Recensione Il Porto dei Santi

Il Gazzettino del 2/11/2008

La Venezia che voleva farsi santa
di Anna Renda

Per gli appassionati di storia veneziana, sono appena usciti per CasadeiLibri, due librini sugli influssi che ebbe fin dalle origini l’amministrazione (e la presenza) bizantina in laguna e sulla correlata storia delle numerose reliquie dei santi orientali conservate a Venezia.
I due volumetti sono rispettivamente la seconda edizione della “Guida alla Venezia bizantina. Santi reliquie e icone” ( 8.50) e “Venezia. Il porto dei santi” ( 11), entrambi frutto di una ricerca condotta dallo studioso veneziano Renato D’Antiga, già autore di numerosi saggi sulla storia e sulla spiritualità dell’Oriente cristiano e di un terzo titolo “Venezia e l’Islam. Santi e infedeli”, di prossima uscita, che insieme agli altri due andrà a completare la trilogia sull’argomento pubblicata dalla casa editrice padovana nella collana Porte d’Oriente.

Consegna
Prosegui la recensione sui libri dedicati alla Venezia bizantina a partire dal punto in cui si interrompe. I record non hanno alcun ruolo in questo lavoro.

Righe
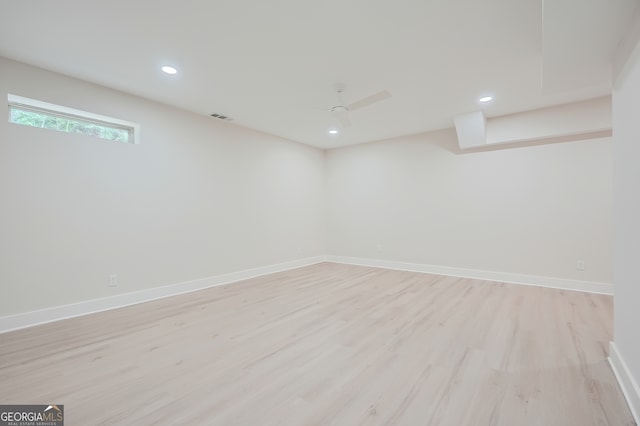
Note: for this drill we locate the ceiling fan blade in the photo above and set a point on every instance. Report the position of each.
(343, 118)
(380, 96)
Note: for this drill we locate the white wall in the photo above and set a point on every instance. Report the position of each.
(626, 132)
(532, 210)
(196, 198)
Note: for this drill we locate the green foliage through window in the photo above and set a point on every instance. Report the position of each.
(68, 124)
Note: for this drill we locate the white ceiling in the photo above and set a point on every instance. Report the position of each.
(271, 65)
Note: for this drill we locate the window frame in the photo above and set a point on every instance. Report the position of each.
(53, 110)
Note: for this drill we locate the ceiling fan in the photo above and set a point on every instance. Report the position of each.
(342, 110)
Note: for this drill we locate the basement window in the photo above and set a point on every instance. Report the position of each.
(34, 113)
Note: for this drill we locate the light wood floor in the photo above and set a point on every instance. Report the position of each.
(328, 344)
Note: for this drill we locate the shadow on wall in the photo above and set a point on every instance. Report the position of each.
(451, 143)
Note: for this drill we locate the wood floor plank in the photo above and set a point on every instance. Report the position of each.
(329, 344)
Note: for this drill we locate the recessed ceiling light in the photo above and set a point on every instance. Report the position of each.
(169, 70)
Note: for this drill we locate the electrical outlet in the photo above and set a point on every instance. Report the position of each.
(113, 280)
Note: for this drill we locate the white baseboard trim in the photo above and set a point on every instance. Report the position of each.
(504, 277)
(56, 313)
(627, 382)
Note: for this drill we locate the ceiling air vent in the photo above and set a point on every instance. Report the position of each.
(220, 117)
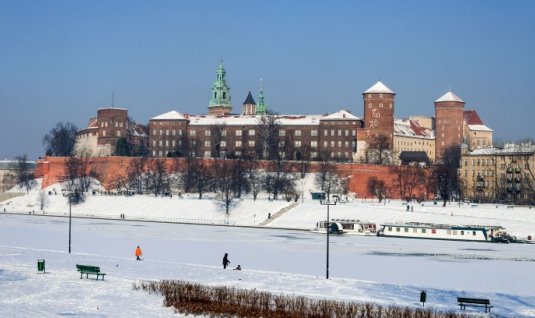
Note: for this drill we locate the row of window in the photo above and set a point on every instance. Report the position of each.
(433, 231)
(251, 143)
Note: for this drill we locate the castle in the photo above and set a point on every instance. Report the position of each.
(340, 135)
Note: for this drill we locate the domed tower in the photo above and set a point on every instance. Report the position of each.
(220, 102)
(449, 115)
(379, 111)
(249, 105)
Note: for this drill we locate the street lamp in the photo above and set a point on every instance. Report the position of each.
(328, 228)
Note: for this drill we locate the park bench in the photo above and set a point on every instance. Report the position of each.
(463, 302)
(88, 269)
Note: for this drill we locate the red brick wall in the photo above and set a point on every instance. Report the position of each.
(449, 118)
(110, 169)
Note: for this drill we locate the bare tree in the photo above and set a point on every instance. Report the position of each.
(135, 174)
(224, 183)
(377, 187)
(42, 199)
(268, 137)
(157, 178)
(60, 140)
(448, 182)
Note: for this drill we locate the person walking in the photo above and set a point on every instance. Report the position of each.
(225, 261)
(138, 253)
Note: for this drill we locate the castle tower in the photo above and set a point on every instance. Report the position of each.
(261, 109)
(220, 102)
(379, 111)
(249, 105)
(449, 116)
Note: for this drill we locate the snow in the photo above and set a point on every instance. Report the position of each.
(379, 87)
(479, 128)
(449, 97)
(291, 261)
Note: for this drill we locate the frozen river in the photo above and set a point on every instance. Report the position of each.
(463, 266)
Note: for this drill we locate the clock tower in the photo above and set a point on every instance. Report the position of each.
(449, 116)
(379, 112)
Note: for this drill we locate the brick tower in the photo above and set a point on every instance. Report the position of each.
(449, 115)
(379, 111)
(220, 102)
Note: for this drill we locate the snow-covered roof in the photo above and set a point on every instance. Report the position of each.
(508, 149)
(379, 87)
(252, 120)
(479, 128)
(449, 97)
(340, 115)
(411, 128)
(172, 115)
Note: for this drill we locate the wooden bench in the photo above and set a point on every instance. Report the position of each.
(463, 302)
(88, 269)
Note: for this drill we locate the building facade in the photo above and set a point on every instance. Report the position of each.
(499, 174)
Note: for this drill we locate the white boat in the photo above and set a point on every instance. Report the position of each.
(478, 233)
(347, 227)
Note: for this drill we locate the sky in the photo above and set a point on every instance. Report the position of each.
(62, 60)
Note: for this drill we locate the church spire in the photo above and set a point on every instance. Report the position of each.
(220, 101)
(261, 108)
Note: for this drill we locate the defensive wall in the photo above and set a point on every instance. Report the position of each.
(112, 169)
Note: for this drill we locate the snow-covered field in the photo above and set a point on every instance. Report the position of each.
(381, 270)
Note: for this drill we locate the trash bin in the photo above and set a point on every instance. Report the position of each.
(41, 265)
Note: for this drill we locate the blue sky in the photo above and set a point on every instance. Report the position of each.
(61, 60)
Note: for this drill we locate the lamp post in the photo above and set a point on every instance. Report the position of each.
(328, 228)
(70, 203)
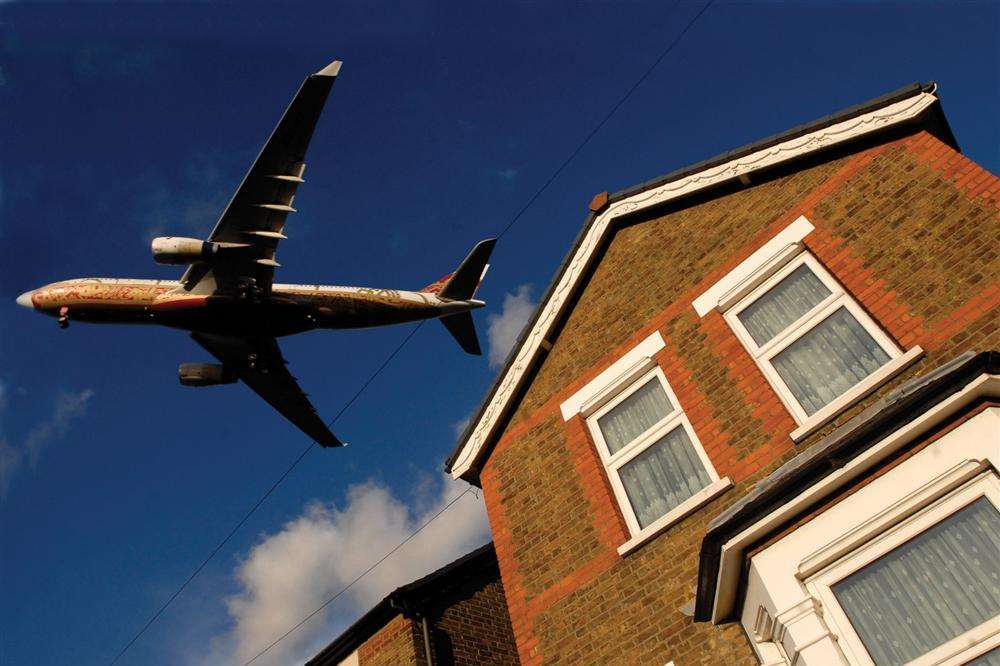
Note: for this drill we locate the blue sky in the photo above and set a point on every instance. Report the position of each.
(122, 122)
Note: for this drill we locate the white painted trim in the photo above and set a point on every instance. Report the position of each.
(855, 393)
(549, 311)
(880, 543)
(617, 392)
(754, 269)
(730, 564)
(836, 299)
(617, 374)
(691, 504)
(897, 512)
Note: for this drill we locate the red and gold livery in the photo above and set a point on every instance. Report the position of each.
(227, 298)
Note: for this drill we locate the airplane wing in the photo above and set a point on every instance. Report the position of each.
(256, 214)
(259, 363)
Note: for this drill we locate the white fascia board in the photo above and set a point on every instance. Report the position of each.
(731, 560)
(633, 363)
(516, 372)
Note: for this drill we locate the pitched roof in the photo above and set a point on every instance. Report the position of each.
(862, 122)
(408, 600)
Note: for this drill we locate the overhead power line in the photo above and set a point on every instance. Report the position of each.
(395, 352)
(360, 576)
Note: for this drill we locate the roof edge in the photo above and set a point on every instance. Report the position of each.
(405, 600)
(463, 462)
(897, 408)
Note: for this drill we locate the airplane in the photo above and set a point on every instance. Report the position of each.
(227, 299)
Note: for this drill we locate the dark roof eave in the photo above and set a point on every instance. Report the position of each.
(845, 114)
(405, 599)
(831, 453)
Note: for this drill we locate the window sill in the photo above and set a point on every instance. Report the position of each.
(859, 391)
(703, 496)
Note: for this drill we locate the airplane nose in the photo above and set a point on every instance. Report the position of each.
(24, 300)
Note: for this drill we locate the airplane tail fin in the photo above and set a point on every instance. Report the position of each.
(461, 286)
(463, 283)
(463, 330)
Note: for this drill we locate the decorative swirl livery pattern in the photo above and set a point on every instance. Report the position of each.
(837, 133)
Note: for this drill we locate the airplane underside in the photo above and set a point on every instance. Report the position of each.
(227, 297)
(273, 317)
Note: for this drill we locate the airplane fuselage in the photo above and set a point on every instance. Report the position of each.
(289, 309)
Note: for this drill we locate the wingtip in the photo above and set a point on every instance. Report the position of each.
(330, 70)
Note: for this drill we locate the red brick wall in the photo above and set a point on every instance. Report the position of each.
(910, 228)
(395, 644)
(473, 628)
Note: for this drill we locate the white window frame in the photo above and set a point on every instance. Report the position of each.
(614, 462)
(959, 650)
(838, 298)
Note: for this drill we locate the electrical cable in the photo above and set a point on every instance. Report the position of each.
(264, 497)
(385, 363)
(360, 576)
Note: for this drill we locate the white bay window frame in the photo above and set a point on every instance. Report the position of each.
(789, 610)
(763, 354)
(960, 649)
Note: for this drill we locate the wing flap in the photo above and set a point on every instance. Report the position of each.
(259, 209)
(259, 364)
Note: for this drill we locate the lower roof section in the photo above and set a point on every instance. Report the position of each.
(774, 493)
(409, 600)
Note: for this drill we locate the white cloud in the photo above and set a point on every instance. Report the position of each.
(289, 574)
(66, 408)
(509, 174)
(503, 329)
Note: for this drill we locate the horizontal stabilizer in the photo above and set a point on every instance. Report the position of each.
(463, 330)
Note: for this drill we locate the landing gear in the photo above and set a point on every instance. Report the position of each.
(248, 290)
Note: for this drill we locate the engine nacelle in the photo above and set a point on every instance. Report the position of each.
(205, 374)
(177, 250)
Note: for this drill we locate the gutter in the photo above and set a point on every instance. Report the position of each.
(598, 207)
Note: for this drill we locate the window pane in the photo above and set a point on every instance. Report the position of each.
(783, 304)
(931, 589)
(663, 476)
(634, 415)
(828, 360)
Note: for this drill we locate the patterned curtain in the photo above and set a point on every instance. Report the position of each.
(931, 589)
(828, 360)
(663, 476)
(783, 304)
(634, 415)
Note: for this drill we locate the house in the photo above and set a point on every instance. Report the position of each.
(756, 416)
(456, 614)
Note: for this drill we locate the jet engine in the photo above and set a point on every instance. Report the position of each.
(178, 250)
(205, 374)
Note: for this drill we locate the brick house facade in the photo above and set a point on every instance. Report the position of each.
(457, 613)
(668, 290)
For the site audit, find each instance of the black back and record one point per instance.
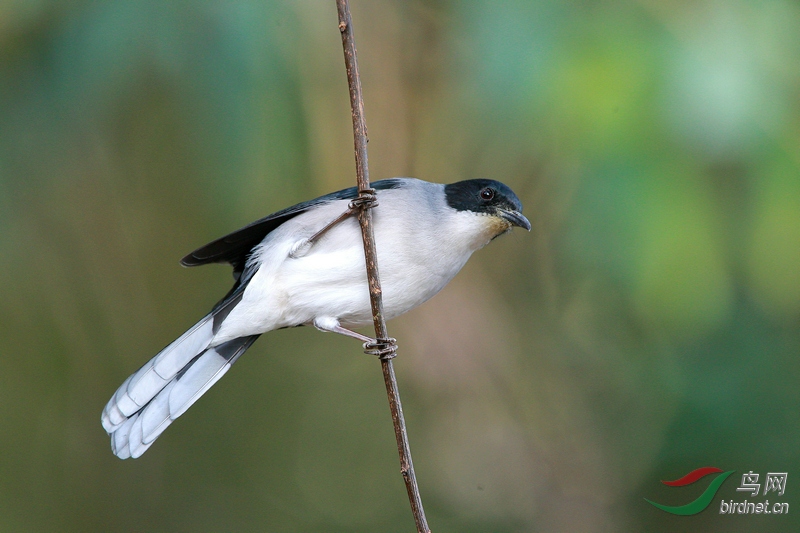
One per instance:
(235, 247)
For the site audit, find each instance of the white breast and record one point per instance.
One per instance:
(421, 242)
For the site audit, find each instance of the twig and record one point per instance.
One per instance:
(371, 256)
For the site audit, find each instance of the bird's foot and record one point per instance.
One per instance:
(384, 349)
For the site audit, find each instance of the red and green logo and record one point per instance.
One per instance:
(703, 500)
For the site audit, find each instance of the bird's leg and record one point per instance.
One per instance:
(383, 348)
(368, 198)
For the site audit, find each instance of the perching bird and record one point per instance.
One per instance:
(305, 265)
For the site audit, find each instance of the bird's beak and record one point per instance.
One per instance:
(515, 218)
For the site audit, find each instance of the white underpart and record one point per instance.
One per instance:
(421, 242)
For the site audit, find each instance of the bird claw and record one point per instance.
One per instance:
(384, 349)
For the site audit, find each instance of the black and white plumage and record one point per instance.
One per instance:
(424, 234)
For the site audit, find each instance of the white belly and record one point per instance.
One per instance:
(416, 259)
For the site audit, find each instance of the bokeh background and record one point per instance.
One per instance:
(647, 326)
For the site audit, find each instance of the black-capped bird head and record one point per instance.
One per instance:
(490, 198)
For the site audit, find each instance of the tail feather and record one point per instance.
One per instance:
(166, 386)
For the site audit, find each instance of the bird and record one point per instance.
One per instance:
(304, 266)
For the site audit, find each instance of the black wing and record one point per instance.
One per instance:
(235, 247)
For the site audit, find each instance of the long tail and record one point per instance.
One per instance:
(166, 386)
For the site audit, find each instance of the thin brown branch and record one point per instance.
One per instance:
(371, 257)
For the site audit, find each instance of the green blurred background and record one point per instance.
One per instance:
(647, 326)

Risposta all'esercizio
Soprattutto nel primo dei due libri si ripercorre rapidamente la storia della città lagunare, individuando quei momenti e quegli aspetti che documentano gli influssi bizantini, in particolare il culto di tantissimi santi orientali, che si affiancò a quello dei santi locali perdurando spesso anche dopo la caduta della Serenissima e di cui rimane traccia nella toponomastica cittadina e nel nome delle chiese.
Anche il culto veneziano delle reliquie, spiega D’Antiga, deriva dalla teologia delle reliquie e dalla dottrina della deificazione elaborate dalla Chiesa soprattutto in Oriente.
E in base alle quali è possibile comprendere la smania dei veneziani di impossessarsi dei corpi dei santi per rendere la città, sul modello di Costantinopoli, un centro di riferimento religioso per la cristianità del tempo. Ricordando l’antica usanza veneziana di venerare le icone, soprattutto quelle della Madonna della Salute e della Nicopeia, D’Antiga presenta anche altri elementi, in particolare liturgici, della religiosità marciana, che non hanno riscontro in occidente, e che devono essere ricollegati all’influsso bizantino.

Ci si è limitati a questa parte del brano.